→ **GIVEN PROBLEM**
Return every line of the material below without changing anything.

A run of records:
-------

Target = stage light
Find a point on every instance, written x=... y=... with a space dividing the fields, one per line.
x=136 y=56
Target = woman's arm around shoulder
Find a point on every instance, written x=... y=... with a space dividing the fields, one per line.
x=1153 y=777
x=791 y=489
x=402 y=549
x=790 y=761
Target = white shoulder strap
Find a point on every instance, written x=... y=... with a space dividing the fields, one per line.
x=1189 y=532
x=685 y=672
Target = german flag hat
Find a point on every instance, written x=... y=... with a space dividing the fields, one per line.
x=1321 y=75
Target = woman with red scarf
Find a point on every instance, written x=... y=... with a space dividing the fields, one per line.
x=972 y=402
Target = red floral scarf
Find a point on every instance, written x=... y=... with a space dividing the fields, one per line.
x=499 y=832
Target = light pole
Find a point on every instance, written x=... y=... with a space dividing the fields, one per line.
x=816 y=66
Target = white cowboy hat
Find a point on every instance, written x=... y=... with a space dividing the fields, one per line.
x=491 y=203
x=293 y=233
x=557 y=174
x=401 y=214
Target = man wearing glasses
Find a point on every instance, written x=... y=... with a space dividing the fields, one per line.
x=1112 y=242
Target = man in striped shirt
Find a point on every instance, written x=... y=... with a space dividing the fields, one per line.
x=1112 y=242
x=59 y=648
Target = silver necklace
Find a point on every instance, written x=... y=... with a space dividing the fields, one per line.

-------

→ **TASK RESULT**
Target = stage light
Find a point on every instance, written x=... y=... with a space dividing the fields, one per line.
x=136 y=56
Target = woman's arm around shoulder
Find a point on every instance, written x=... y=... with a space dividing the fields, one per line.
x=1153 y=777
x=791 y=489
x=402 y=549
x=790 y=761
Target = white shoulder strap
Find a point on every instance, written x=... y=... with a space dividing the fields, one per line.
x=1189 y=532
x=685 y=672
Target = german flag hat
Find a point on every instance, written x=... y=... with a space dividing the fields, one per line.
x=1321 y=75
Target = woman with red scarf
Find a point on every instance, written x=... y=... with a space dividing the fields, one per line.
x=972 y=402
Target = red floral scarf
Find a point on every instance, written x=... y=... with a space dividing the fields, one per line.
x=499 y=832
Target = light pole
Find a point on every instance, written x=... y=... with a space dividing the fields, one per line.
x=816 y=66
Target = white cowboy hat
Find a point on every instance, written x=... y=... with a space dividing the fields, one per line.
x=491 y=203
x=293 y=233
x=557 y=174
x=401 y=214
Target = man wearing glasses
Find a point on every instance, written x=... y=... with a space dividing the fields, one per line.
x=1112 y=242
Target = man in striped shirt
Find a point on every instance, written x=... y=... with a space dividing the fields, one per line.
x=1112 y=242
x=59 y=648
Target = silver necklace
Find a point on every instance, written x=... y=... with a space dividing the fields, one per line.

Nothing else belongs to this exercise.